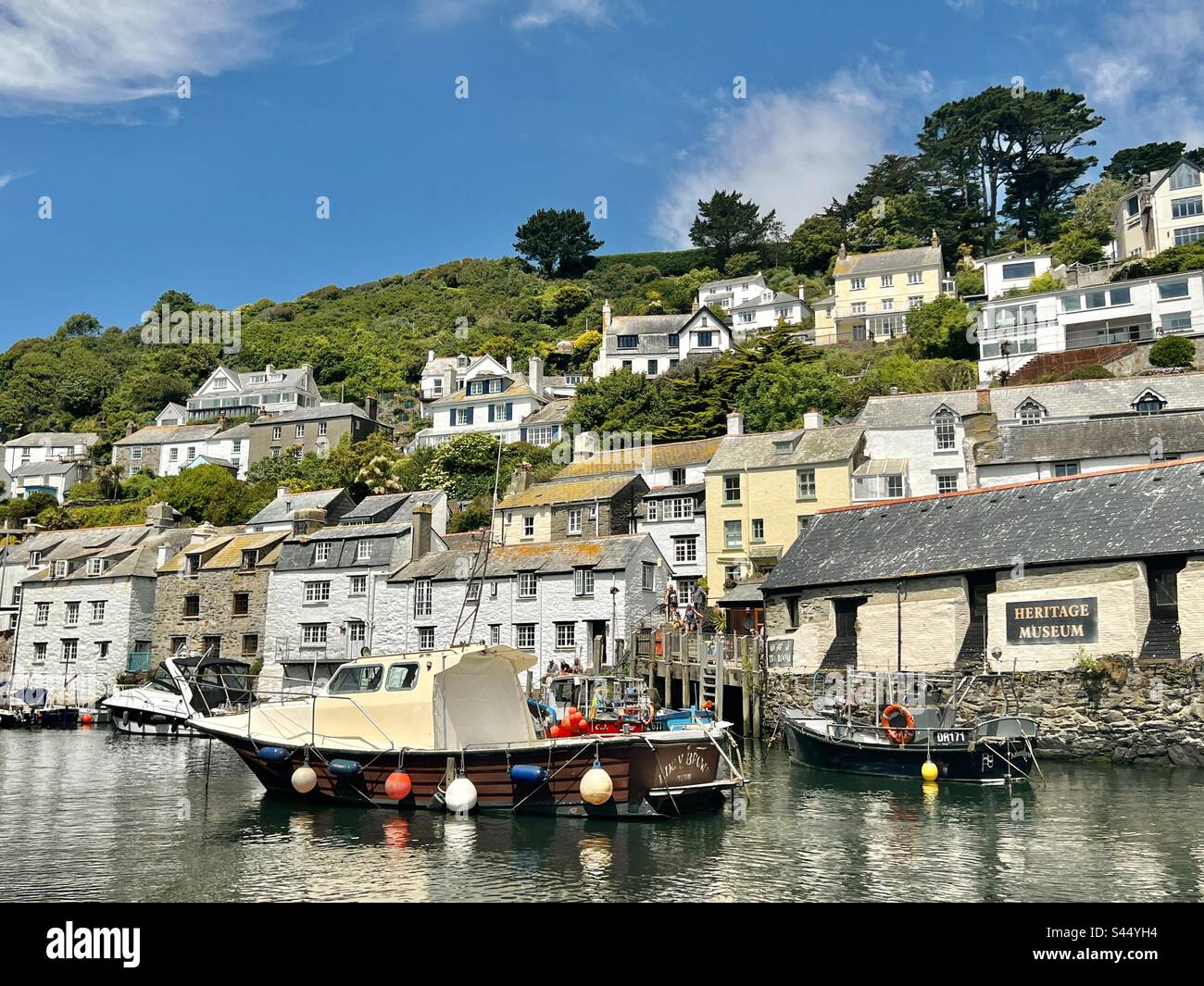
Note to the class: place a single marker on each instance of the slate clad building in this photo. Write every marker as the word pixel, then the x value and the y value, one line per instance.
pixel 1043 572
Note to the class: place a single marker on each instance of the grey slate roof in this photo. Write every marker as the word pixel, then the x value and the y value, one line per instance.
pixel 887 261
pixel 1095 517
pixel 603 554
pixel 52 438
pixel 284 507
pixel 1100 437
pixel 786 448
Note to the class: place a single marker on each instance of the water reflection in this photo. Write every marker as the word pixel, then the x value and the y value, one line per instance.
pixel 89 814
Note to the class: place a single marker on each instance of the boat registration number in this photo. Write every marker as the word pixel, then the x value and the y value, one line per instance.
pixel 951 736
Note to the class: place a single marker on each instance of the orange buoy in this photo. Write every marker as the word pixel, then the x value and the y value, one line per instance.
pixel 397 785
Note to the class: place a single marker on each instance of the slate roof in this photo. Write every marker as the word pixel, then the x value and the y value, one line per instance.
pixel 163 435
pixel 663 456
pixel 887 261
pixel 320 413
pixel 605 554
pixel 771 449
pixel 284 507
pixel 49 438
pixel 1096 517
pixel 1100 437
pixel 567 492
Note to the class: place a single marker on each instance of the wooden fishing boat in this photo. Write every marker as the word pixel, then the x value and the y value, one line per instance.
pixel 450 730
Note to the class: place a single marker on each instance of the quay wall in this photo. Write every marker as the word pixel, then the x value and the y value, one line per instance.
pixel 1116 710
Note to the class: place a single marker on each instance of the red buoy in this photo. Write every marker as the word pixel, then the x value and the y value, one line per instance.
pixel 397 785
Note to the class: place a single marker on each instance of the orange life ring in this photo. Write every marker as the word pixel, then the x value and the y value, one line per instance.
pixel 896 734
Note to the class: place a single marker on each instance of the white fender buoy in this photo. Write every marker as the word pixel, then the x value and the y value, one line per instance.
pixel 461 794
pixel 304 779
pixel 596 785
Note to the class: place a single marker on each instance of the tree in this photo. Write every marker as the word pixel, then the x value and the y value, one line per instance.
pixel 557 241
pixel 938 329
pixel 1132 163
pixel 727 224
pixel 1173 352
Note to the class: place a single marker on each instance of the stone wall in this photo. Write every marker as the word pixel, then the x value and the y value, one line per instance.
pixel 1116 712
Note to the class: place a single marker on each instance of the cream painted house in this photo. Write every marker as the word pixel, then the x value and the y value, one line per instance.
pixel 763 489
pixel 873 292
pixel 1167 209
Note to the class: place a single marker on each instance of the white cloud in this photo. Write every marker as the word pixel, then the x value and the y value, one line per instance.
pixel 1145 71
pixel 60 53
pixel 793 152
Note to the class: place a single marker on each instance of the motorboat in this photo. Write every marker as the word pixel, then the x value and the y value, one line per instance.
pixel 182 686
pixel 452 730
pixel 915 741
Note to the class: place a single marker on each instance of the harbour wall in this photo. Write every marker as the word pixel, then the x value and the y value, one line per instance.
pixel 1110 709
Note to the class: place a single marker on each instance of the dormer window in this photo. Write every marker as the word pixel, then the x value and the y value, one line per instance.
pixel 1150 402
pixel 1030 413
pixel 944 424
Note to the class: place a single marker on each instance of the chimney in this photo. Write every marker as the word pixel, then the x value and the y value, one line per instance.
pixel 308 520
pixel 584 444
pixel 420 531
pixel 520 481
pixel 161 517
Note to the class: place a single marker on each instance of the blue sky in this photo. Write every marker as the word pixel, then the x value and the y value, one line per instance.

════════════════

> **GOAL OF THE EXERCISE**:
Put every line of the listing above into a Markdown table with the columns Row and Text, numbering each row and skipping blank lines. Leave the pictures out.

> **REPLY**:
| Row | Text |
|---|---|
| 1 | Note to the class: place a single marker on each instance of the slate clad building in this photo. Write every marker as the word pixel, then the x value and the y value, one line per instance. |
| 2 | pixel 1043 572 |
| 3 | Note to the class: place a single marker on each instance of the grey slate roof in this photo. Write every marker as the word pixel, then the x value and the y value, one line per instance. |
| 4 | pixel 887 261 |
| 5 | pixel 1095 517 |
| 6 | pixel 603 554 |
| 7 | pixel 52 438 |
| 8 | pixel 284 507 |
| 9 | pixel 1100 437 |
| 10 | pixel 786 448 |
| 11 | Note to the class: place a single marker on each instance of the water reflection in this photo. Write every marker as the word pixel, then the x value and the y value, one line per instance. |
| 12 | pixel 89 814 |
| 13 | Note to the class: place a single marker on each instance of the boat registration number in this photo. Write every marker as the word pixel, then the x value and the y value, one line per instance. |
| 14 | pixel 951 736 |
| 15 | Note to the class: place a single marker on each instance of the orange buoy in this photo. Write every marker as the word pixel, then the x value and the y value, one line per instance. |
| 16 | pixel 397 785 |
| 17 | Note to the class: place a single marker on each instance of the slate roof in this photo. Write every marker as the word pixel, then the x value and the y value, one line per instance. |
| 18 | pixel 163 435 |
| 19 | pixel 663 456 |
| 20 | pixel 887 261 |
| 21 | pixel 320 413 |
| 22 | pixel 605 554 |
| 23 | pixel 771 449 |
| 24 | pixel 284 507 |
| 25 | pixel 49 438 |
| 26 | pixel 1096 517 |
| 27 | pixel 1100 437 |
| 28 | pixel 567 492 |
| 29 | Note to the class: place a single marker on each instance of the wooden fishing boat in this photo. Write every marker as the word pixel, then the x value and the y value, one line per instance. |
| 30 | pixel 450 730 |
| 31 | Note to the class: place a single marker on each instance of the quay wall in this photo. Write every marker as the word pixel, then the x value and the y value, one line per instance. |
| 32 | pixel 1116 710 |
| 33 | Note to the class: place a single marker on each instance of the red buoy in this photo. Write every marker as the word pixel, then the x value and the y value, one line per instance. |
| 34 | pixel 397 785 |
| 35 | Note to the class: place a single marker on each instance of the orange life ring in this photo. Write every marker as the word pixel, then the x value and the y value, one line per instance. |
| 36 | pixel 896 734 |
| 37 | Note to the class: place a single marker on each instance of the white fender buoy in this photo. Write every marker as the word pixel, then the x value and the y value, one line per instance. |
| 38 | pixel 461 794 |
| 39 | pixel 304 779 |
| 40 | pixel 596 785 |
| 41 | Note to the class: place a single marker on each instance of the tree in this photo. Write every marker as the word pixel, then the x value and the y value, one line per instance. |
| 42 | pixel 557 241 |
| 43 | pixel 938 329 |
| 44 | pixel 1132 163 |
| 45 | pixel 727 224 |
| 46 | pixel 1173 352 |
| 47 | Note to the class: place a single marker on each instance of the stone wall in this photo. Write every marker as the word pixel, then the x value and the y value, one line per instance. |
| 48 | pixel 1116 712 |
| 49 | Note to the class: place a single marker on each instance of the cream painted house in this photo. Write every marker as the word pixel, then the x value and the y value, one line per instance. |
| 50 | pixel 763 489 |
| 51 | pixel 873 292 |
| 52 | pixel 1167 209 |
| 53 | Note to the class: place a single marker on each instance of the white cloud in this photo. Write every marker as the word pixel, then the x value and the y value, one line per instance. |
| 54 | pixel 1145 71 |
| 55 | pixel 60 53 |
| 56 | pixel 793 152 |
| 57 | Note to the class: place a single marker on each instance of the motorboat in this photo. Write every marker as the word pixel, then the x value and the y value, one line per instance. |
| 58 | pixel 182 686 |
| 59 | pixel 452 730 |
| 60 | pixel 915 741 |
| 61 | Note to the class: place a single marker on each instance of the harbour wall in this photo. Write every marker as the word pixel, then the x value and the y value, one line per instance. |
| 62 | pixel 1110 709 |
| 63 | Note to the class: place a single marker on each instance of the dormer window in this photo. Write every marker as the word pixel, then the x value and the y value, one line per instance. |
| 64 | pixel 1150 402 |
| 65 | pixel 1030 413 |
| 66 | pixel 944 424 |
| 67 | Note to the class: place a single marker on each instance of the chimney in this photo. Write every marker as the word pixel, then the x value and the y value, one line per instance. |
| 68 | pixel 308 520 |
| 69 | pixel 584 444 |
| 70 | pixel 420 531 |
| 71 | pixel 520 481 |
| 72 | pixel 161 517 |
| 73 | Note to the class: place a single marker on each instance of the blue sky in this photo. Write every marker as the word pixel, then the x value and the y value, one line per instance. |